* _PASSAGE FOR REVIEW_:

Threat update
Significant vulnerabilities in Microsoft's Azure AI Content Safety services have been discovered. These vulnerabilities enable attackers to bypass safeguards and deploy harmful AI-generated content.
Technical Detail and Additional Info
What is the threat?
Attackers are using techniques such as 'Character Injection' and 'Adversarial ML Evasion', to exploit Azure AI Content Safety services.
- Character Injection: A technique that involves altering text by inserting or replacing characters with specific symbols or sequences, such as diacritics, homoglyphs, numeric substitutions, space injections, or zero-width characters. Therefore, these subtle modifications can trick the model into misclassifying content, enabling attackers to influence the model's interpretation and interfere with the analysis. The objective is to bypass the guardrail by causing it to incorrectly classify the content.
- Adversarial Machine Learning (AML): involves altering input data using specific techniques to mislead the model's predictions. These techniques include perturbations, word substitutions, misspellings, and other manipulations. By carefully choosing and modifying words, attackers can cause the model to misinterpret the intended meaning of the input.

* _TASK BRIEF_: Repeat the entire threat update above word for word.

* _PROVIDED RECORDS_:
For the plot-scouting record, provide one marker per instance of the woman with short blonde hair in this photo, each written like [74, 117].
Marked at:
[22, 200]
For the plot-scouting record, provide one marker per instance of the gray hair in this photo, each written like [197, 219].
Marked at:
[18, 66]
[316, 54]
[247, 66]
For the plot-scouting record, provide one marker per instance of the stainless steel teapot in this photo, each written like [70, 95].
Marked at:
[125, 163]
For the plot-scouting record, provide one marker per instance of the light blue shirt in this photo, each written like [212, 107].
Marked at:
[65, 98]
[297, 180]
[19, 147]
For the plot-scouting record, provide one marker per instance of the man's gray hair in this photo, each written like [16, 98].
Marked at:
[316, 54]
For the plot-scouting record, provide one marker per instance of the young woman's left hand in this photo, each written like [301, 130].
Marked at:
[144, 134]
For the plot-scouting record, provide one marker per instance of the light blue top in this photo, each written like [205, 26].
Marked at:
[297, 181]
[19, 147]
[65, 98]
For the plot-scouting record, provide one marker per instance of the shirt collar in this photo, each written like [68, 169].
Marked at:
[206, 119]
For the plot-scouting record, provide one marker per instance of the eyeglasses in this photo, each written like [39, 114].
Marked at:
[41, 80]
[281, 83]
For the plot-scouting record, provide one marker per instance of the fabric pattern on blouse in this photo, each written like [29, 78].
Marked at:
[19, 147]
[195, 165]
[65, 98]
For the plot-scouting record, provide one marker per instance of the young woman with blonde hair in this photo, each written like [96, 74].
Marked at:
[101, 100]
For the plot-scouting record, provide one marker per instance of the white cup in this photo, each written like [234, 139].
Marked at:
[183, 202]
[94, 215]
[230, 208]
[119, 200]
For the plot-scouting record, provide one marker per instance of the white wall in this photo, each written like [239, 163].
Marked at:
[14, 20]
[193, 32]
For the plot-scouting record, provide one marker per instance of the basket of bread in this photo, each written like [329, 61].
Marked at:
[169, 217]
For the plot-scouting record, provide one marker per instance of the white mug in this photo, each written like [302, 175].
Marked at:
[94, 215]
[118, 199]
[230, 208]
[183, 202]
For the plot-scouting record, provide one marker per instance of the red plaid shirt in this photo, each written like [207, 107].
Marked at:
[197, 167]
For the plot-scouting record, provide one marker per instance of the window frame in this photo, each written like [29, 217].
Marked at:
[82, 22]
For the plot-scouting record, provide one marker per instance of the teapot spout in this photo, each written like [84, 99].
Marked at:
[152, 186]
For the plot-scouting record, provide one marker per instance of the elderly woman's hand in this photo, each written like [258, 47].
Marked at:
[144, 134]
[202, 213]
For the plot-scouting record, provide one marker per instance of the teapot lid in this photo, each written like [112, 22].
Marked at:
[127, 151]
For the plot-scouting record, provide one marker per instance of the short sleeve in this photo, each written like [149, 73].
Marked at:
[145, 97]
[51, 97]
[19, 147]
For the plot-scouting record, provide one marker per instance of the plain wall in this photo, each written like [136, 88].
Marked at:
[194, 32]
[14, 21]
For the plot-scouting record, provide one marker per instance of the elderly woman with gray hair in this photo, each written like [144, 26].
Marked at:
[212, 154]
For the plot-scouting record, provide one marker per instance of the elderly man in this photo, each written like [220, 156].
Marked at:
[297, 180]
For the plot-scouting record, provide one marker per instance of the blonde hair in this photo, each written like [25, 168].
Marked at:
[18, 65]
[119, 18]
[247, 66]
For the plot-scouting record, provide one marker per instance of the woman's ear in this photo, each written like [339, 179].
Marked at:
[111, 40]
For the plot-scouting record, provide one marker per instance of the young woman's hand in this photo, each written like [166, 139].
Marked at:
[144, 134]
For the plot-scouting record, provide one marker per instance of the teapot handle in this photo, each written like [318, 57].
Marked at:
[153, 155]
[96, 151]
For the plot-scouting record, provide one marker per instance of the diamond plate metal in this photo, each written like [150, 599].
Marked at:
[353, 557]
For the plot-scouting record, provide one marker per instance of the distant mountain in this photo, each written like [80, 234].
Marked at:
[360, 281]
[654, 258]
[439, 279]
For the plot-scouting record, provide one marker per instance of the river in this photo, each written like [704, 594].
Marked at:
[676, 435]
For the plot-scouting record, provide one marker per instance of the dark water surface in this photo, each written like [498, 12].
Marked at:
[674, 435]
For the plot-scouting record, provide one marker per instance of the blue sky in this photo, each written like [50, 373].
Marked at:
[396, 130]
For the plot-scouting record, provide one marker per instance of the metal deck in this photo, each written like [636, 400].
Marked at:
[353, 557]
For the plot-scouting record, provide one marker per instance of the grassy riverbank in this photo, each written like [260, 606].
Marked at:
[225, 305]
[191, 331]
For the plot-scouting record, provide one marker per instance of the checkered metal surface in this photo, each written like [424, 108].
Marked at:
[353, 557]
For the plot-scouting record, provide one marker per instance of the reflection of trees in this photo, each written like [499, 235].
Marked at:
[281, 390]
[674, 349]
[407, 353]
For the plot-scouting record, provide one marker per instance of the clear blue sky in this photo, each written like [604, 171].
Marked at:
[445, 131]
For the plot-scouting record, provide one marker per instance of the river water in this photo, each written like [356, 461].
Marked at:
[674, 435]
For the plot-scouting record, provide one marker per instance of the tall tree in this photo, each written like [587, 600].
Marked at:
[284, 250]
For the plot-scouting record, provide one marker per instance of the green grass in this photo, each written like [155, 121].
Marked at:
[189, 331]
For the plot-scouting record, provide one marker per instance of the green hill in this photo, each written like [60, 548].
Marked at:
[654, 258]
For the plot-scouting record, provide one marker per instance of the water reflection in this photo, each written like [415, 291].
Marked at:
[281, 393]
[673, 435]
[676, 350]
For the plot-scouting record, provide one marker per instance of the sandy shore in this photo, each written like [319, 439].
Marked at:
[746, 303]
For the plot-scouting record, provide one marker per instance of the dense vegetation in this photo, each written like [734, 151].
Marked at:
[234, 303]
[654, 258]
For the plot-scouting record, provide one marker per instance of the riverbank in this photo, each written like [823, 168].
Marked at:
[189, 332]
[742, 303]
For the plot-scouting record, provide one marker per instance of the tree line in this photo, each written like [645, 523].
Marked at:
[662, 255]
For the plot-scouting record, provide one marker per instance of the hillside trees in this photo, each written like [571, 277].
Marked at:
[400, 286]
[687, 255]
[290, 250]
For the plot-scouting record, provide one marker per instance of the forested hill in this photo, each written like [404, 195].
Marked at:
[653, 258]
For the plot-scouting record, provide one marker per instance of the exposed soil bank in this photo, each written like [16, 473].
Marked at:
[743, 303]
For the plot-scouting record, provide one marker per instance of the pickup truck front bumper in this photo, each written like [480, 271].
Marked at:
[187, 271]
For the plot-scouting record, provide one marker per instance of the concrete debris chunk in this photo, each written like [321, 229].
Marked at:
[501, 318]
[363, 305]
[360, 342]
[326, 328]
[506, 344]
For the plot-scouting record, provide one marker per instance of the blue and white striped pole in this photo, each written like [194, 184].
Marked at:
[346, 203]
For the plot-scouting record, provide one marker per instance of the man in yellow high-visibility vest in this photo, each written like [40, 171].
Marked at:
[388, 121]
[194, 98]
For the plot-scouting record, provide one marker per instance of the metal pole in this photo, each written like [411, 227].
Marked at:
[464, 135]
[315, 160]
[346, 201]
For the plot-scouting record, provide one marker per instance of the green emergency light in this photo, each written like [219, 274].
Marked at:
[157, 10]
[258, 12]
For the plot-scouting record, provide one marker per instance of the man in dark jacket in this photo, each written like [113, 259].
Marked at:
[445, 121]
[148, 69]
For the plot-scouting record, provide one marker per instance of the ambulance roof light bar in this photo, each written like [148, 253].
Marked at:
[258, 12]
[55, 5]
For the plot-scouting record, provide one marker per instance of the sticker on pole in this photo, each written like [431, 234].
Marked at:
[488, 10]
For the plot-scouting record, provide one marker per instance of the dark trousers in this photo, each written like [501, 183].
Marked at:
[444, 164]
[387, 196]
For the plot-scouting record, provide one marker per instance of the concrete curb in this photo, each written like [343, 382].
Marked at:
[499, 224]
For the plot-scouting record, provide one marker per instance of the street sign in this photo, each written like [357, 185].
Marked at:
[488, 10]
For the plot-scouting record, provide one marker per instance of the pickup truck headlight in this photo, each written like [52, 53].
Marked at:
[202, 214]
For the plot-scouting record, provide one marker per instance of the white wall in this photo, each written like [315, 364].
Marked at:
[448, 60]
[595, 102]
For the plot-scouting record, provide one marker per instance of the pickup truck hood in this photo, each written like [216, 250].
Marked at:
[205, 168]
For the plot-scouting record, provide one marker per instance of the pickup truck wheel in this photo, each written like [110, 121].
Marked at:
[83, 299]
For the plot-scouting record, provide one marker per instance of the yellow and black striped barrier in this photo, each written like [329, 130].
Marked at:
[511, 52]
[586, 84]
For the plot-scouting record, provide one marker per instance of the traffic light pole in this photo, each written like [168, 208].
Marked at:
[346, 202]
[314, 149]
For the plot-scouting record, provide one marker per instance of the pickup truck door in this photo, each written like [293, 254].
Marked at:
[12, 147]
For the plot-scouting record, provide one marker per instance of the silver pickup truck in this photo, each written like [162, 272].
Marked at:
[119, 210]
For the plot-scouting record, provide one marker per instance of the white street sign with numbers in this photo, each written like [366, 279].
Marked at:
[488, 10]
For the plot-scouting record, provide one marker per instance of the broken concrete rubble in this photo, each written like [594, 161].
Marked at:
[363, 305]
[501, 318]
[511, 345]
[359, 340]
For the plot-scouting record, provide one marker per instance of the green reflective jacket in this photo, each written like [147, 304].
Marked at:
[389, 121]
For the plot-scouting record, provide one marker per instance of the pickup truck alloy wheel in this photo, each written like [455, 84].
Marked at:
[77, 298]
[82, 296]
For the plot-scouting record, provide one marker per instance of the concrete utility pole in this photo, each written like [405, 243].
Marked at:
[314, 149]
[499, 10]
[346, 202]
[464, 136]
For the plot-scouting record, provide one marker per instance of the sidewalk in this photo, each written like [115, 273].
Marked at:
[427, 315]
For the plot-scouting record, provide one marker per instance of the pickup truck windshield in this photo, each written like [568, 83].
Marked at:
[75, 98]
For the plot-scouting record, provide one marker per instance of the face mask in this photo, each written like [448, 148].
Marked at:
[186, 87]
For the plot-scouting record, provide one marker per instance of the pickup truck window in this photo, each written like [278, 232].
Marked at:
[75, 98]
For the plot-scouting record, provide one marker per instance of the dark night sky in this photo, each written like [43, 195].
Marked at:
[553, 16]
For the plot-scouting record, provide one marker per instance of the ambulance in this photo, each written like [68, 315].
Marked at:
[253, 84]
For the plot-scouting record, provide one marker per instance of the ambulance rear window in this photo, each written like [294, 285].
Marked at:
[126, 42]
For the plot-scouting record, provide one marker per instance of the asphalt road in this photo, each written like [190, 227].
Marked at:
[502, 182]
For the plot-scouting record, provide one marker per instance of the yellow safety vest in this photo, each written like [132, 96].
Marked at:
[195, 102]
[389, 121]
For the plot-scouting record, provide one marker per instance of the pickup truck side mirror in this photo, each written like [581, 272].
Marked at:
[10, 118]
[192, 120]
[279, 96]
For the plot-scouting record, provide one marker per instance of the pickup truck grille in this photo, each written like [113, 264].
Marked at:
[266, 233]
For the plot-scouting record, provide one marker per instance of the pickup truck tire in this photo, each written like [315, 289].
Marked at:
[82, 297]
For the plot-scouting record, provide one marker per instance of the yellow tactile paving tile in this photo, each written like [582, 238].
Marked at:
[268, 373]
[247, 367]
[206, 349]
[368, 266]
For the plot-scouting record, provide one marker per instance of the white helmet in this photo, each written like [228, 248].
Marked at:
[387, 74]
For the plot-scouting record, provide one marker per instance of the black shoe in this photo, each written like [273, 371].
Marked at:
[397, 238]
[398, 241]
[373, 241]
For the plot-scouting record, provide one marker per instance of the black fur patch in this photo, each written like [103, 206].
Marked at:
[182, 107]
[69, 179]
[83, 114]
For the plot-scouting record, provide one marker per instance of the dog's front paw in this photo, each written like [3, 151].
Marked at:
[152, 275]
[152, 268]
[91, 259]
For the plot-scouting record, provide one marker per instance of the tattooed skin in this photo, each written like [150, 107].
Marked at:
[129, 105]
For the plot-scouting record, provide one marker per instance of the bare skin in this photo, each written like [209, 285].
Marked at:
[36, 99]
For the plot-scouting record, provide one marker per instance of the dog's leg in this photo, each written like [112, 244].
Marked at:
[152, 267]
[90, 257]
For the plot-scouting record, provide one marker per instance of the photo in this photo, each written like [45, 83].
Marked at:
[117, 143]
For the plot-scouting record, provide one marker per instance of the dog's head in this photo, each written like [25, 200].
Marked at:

* _COMPLETED EXERCISE_:
Threat update
Significant vulnerabilities in Microsoft's Azure AI Content Safety services have been discovered. These vulnerabilities enable attackers to bypass safeguards and deploy harmful AI-generated content.
Technical Detail and Additional Info
What is the threat?
Attackers are using techniques such as 'Character Injection' and 'Adversarial ML Evasion', to exploit Azure AI Content Safety services.
- Character Injection: A technique that involves altering text by inserting or replacing characters with specific symbols or sequences, such as diacritics, homoglyphs, numeric substitutions, space injections, or zero-width characters. Therefore, these subtle modifications can trick the model into misclassifying content, enabling attackers to influence the model's interpretation and interfere with the analysis. The objective is to bypass the guardrail by causing it to incorrectly classify the content.
- Adversarial Machine Learning (AML): involves altering input data using specific techniques to mislead the model's predictions. These techniques include perturbations, word substitutions, misspellings, and other manipulations. By carefully choosing and modifying words, attackers can cause the model to misinterpret the intended meaning of the input.